INSTRUCTIONS TO FOLLOW: Repeat exactly the lines that run from the one containing "of the narrow" to the end of the data, and leave out all others.

── GIVEN RECORDS

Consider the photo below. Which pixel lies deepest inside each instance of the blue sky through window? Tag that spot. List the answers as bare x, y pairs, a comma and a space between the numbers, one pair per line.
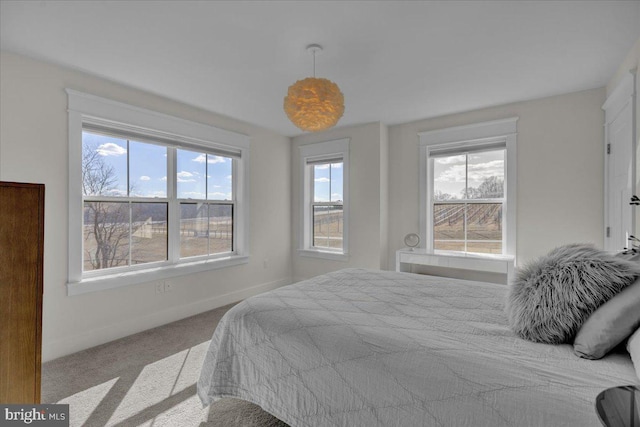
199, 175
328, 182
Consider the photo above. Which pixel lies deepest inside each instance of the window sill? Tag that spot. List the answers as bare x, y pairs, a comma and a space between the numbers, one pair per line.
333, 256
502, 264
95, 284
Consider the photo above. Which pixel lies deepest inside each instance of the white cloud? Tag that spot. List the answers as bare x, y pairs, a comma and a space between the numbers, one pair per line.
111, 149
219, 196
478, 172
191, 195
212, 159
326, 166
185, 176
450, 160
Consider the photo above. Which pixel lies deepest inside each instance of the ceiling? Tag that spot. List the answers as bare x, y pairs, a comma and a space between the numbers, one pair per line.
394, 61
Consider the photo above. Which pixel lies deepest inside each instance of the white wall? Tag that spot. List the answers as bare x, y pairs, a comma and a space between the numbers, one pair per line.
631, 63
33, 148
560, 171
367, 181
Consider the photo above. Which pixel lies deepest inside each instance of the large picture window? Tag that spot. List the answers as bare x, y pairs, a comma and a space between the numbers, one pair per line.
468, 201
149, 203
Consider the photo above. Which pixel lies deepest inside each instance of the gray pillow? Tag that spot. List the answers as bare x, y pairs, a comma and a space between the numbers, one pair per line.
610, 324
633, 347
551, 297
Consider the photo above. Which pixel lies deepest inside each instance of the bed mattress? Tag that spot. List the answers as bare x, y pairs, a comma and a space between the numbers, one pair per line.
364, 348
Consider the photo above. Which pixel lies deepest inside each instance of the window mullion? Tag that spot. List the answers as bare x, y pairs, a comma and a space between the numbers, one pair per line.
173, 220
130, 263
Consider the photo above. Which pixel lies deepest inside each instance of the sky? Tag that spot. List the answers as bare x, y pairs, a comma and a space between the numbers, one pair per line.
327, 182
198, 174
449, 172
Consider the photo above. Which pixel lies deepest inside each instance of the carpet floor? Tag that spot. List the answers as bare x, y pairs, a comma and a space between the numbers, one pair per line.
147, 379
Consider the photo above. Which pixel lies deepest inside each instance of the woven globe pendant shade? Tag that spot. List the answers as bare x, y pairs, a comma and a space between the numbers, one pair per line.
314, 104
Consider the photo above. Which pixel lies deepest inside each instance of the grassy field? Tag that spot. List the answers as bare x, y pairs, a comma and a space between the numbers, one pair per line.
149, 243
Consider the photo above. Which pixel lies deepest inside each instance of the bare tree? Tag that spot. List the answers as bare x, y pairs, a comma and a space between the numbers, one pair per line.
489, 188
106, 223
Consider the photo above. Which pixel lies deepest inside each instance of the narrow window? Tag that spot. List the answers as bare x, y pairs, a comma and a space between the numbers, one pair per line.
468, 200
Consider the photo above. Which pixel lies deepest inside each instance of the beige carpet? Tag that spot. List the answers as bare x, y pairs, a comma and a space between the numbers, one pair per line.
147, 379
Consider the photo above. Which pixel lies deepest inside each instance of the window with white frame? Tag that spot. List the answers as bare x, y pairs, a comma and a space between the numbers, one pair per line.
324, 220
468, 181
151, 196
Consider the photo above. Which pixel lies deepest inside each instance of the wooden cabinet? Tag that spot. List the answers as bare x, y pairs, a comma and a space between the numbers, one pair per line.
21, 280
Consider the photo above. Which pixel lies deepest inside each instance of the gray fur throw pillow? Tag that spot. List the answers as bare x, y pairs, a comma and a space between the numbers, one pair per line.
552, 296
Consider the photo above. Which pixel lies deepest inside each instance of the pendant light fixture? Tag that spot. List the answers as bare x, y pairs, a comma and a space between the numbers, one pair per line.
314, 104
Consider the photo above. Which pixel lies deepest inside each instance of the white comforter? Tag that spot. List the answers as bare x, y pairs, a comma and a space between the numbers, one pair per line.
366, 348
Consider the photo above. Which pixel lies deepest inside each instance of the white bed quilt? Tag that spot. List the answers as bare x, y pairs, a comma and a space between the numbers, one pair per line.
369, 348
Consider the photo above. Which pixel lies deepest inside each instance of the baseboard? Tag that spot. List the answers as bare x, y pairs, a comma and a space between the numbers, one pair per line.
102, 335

────

EXERCISE ANSWER:
Consider the photo above. Which pixel lies deepest inside each instance of the narrow window? Tag that spot. List the answers as bare x, y pairs, a comma and a space between the numbers, one pair per line.
468, 200
Consider the photo above. Which pixel lies deepest inside each instance of the beige carpet? Tag that spot. List the answers as bare x, y pairs, a comma and a space between the numbers, one pair per line.
147, 379
Consider the photo above. Which pixel lies deepest inside each instance of the window with white frame? Tag that spot. List the answers as bare x, y pairs, a comma and a space between the numbers, one pair per line.
324, 220
468, 181
151, 196
Consider the photo above. Which pixel lies deepest inside each instance of the wooden cabinet? Tag that spot. List the answers as bare x, y pairs, a comma and a space between the numbers, one pair per line.
21, 280
Consider the photo above. Which pixel lies deepest inside each instance of the gray fur throw pillow? Tag that spot. List the answers as bare x, y pairs, a comma and a space between the numbers, one pair per line.
552, 296
Consider the photo above. Which pixel lies deepest inside each instance of the pendant light fixture? Tag that spot. List the answers as bare x, y pairs, a comma and a space between the numbers, one pair per line.
314, 104
Consider the photo above. Which pixel lies deepest inside each instance of the white comforter? Tag that spot. List the answers as bare x, y pairs, a comma and a space between the numbers, one pair per line.
366, 348
Consider the photo above. Which pixel lies deepest inside each instance of the white bed quilt? Tag that spot. List the answers as bare x, y pairs, a comma and a space between the numbers, one pair per line.
369, 348
Consider the photo above. Which pixel lies deepest inside each instance of the baseboard? Tag that spot. List the answers as bare x, y pairs, a comma and a space between the numbers, one pair per line.
102, 335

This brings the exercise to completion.